## GIVEN TEXT
As a geek and sci-fi fan, I’d like to think I have a better than passing understanding of energy, mass, and squares.
On the mind-boggling scale, you have spiral galaxies and black holes and forces that are so massive that they bend space and time, twisting light and swallowing whole stars. Zoom in a bit and you’re in solar system territory, a giant star keeping a mix of planets in its thrall, orbiting in concentric circles almost endlessly.
But on planet Earth, I can’t really process things much better than Sir Isaac Newton and his apple, or even a toddler drop-testing her breakfast from a high chair. The fact that the moon is close enough and big enough to mess with our ocean tides is enough knowledge to make my head spin.
It turns out that the seemingly universal and constant pull of gravity does change, ever so slightly, depending on where you are, and what’s going on beneath your feet. And Hawaii is now home to a state-of-the-art, 200-pound piece of equipment that can measure these tiny shifts in Earth’s gravitational pull.

## STORED RECORDS

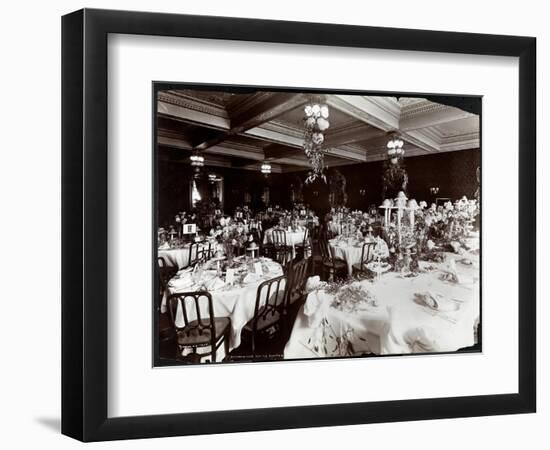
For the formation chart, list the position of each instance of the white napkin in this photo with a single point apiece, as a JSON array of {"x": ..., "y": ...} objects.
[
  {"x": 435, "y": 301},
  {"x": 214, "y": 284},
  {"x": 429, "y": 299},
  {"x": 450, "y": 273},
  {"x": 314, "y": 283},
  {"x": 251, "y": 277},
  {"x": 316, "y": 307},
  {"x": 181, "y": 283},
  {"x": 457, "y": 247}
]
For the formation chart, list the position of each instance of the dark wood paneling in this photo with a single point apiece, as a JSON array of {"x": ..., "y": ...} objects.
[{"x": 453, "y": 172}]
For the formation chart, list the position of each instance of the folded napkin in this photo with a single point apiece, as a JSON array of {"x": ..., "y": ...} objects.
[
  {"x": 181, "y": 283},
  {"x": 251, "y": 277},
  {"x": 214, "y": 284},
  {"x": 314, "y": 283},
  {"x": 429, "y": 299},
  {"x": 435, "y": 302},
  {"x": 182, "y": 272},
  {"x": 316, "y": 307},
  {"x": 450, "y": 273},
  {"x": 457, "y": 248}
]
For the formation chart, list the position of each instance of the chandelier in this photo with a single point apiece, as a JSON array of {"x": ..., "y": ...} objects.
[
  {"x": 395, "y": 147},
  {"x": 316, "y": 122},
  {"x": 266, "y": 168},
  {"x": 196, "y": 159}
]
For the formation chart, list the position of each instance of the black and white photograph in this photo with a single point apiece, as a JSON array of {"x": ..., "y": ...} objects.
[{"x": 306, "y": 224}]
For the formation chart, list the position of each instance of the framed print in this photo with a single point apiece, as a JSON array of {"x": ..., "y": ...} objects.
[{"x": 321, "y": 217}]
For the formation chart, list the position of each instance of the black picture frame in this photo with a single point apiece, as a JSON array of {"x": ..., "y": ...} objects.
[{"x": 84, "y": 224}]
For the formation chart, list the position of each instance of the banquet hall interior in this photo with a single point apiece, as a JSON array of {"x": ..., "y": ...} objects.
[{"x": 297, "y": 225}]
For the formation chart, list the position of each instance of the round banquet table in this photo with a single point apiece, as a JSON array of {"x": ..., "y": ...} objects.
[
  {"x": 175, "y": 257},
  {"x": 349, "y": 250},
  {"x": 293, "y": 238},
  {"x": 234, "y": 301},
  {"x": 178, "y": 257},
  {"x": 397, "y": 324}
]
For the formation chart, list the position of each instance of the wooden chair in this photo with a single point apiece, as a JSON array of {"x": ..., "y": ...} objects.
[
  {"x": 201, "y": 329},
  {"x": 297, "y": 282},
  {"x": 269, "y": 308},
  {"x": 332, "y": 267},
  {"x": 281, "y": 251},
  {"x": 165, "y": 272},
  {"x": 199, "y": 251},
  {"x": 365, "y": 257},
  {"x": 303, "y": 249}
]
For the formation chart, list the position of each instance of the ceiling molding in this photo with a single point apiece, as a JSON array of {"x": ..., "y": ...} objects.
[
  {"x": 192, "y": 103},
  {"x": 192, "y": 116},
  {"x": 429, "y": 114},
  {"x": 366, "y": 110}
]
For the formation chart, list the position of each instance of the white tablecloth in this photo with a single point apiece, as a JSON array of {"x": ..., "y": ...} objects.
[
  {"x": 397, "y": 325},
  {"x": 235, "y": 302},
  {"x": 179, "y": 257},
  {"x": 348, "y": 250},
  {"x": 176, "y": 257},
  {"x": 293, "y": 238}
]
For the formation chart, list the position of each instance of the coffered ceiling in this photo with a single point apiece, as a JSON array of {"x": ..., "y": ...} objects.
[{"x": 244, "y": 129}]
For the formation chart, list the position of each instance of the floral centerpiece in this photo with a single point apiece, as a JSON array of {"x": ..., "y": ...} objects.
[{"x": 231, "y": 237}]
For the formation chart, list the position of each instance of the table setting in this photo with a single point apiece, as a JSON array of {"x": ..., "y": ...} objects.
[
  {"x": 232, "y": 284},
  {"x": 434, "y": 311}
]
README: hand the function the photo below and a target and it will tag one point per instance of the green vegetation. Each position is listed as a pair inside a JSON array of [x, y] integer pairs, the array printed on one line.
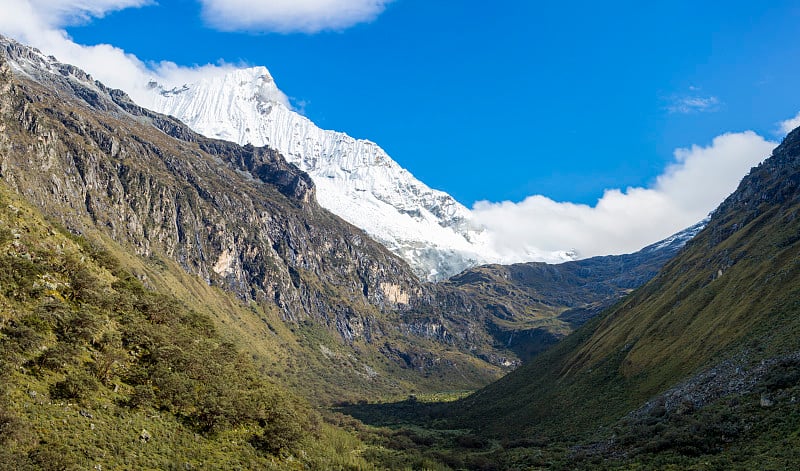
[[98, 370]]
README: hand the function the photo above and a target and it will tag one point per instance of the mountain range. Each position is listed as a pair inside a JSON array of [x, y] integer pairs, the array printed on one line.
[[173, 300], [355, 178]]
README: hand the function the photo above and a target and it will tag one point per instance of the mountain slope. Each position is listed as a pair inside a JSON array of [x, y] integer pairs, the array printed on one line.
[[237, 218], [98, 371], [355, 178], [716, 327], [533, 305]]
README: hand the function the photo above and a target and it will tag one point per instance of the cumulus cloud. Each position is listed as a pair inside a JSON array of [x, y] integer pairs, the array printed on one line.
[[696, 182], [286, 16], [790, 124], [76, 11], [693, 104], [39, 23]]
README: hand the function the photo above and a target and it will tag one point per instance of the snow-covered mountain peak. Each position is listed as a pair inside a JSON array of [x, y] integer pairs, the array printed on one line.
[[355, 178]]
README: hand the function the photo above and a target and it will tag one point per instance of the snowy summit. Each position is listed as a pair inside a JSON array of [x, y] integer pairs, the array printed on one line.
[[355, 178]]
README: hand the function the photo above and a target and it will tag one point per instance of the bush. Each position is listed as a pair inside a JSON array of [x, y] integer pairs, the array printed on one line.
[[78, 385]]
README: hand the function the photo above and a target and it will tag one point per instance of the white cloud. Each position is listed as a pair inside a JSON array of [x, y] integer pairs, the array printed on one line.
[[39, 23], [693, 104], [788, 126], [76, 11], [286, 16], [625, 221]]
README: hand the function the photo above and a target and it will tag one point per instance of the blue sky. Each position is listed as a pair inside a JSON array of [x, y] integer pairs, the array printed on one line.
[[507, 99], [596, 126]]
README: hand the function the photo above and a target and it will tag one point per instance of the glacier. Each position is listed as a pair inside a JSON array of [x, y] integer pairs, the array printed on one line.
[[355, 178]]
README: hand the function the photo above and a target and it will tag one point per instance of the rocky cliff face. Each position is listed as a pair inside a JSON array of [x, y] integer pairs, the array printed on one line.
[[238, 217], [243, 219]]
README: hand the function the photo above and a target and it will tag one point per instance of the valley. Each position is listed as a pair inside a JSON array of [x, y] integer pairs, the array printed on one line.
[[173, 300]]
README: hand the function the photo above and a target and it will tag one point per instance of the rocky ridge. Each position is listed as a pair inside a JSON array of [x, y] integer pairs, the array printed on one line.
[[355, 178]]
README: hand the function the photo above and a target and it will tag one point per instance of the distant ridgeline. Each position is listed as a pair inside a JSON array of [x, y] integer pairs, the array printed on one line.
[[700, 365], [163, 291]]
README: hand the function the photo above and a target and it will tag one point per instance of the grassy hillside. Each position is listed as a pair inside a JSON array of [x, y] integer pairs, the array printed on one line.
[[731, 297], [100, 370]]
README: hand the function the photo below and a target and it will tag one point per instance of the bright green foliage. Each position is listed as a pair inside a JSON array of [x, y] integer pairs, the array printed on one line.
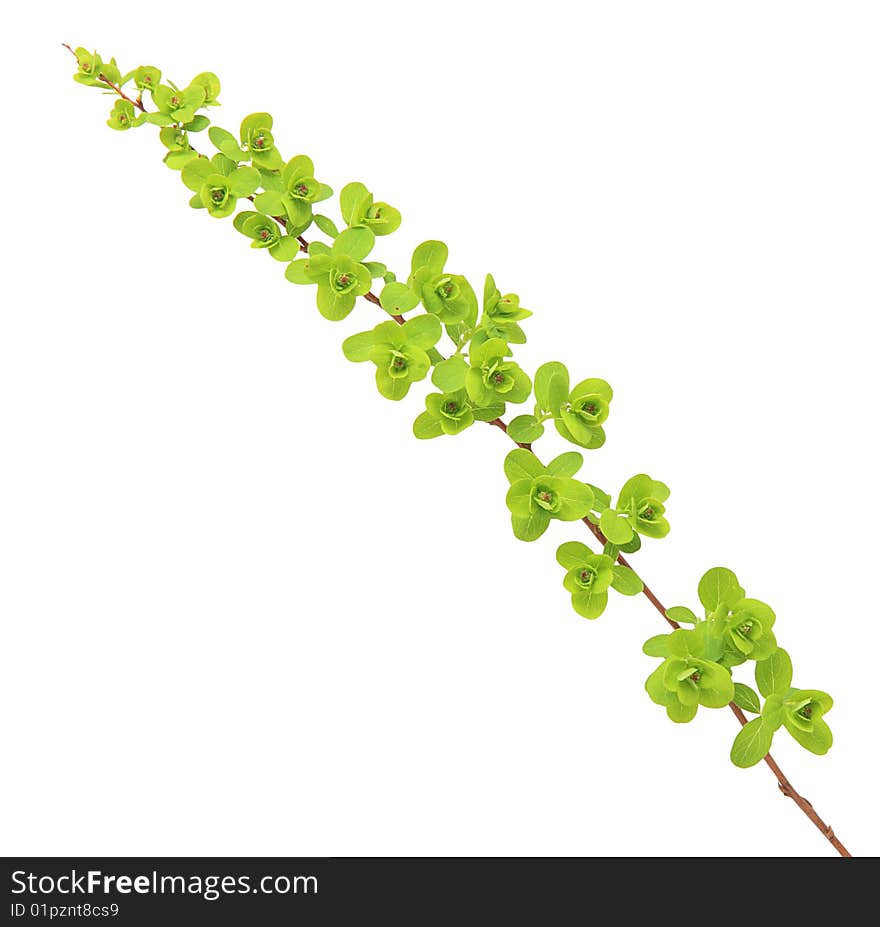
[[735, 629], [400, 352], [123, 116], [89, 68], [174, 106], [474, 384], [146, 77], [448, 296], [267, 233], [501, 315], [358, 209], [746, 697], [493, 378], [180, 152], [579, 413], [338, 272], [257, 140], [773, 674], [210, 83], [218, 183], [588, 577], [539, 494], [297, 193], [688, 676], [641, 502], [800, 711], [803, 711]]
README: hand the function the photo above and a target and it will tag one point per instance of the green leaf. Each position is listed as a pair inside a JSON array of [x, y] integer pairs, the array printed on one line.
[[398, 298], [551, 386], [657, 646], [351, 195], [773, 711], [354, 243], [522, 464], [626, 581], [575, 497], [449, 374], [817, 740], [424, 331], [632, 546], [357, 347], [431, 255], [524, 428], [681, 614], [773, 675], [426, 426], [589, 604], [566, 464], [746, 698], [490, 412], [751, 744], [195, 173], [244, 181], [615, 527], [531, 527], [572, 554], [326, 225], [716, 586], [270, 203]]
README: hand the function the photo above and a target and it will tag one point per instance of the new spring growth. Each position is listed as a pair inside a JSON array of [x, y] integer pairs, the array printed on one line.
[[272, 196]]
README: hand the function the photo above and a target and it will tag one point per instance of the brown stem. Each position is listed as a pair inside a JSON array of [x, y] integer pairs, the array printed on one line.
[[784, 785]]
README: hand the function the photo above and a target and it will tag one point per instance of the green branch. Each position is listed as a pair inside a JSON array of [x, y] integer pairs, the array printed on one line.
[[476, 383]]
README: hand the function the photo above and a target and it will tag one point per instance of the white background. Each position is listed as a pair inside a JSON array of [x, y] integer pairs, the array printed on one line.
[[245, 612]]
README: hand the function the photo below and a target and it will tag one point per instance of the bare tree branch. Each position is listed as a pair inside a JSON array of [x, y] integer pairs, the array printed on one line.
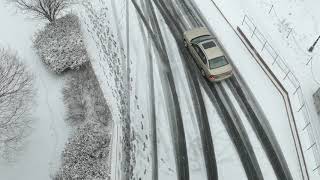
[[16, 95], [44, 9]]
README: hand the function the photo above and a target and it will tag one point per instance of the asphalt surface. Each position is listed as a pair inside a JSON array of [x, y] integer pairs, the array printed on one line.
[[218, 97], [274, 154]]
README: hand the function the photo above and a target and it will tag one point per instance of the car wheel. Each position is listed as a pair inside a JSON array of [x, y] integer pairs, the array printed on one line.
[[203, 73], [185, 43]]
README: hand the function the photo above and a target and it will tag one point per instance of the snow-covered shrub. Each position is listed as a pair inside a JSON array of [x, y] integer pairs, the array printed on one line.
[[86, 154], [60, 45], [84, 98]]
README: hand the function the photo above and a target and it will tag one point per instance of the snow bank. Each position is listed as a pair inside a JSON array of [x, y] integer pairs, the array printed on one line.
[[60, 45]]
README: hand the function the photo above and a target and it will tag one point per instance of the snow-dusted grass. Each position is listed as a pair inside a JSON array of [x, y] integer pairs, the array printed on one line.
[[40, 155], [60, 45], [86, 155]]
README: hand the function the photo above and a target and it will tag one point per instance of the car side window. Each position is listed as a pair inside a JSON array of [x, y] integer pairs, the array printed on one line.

## TASK TO CARRY OUT
Carry on the passage about measuring Earth's gravity in Hawaii, starting after its final sentence. The listing has no connection to the passage on gravity.

## REPLY TO THE EXERCISE
“Our mission at the Hawaiian Volcano Observatory is to monitor, investigate, and assess hazards from active volcanoes and earthquakes in Hawaii, issue warnings, and advance scientific understanding in order to reduce impacts of volcanic eruptions,” explains Ashton F. Flinders, a U.S. Geological Survey (USGS) Research Geophysicist at the Hawaiian Volcano Observatory.
This monitoring and research takes many forms, from non-stop visual observation, to measuring air quality, to tracking hundreds of daily earthquakes scattered across the seismically active Hawaiian Islands.
One of the main measures of volcanic activity is the movement of magma beneath the summits and flanks of a volcano. Scientists rely on these measurements to assess the likelihood of a pending eruption or other threat. And I knew these movements could be tracked seismically, atmospherically, and visually — the rise and fall of the lava lake in or under Halemaumau Crater atop Kilauea, for example.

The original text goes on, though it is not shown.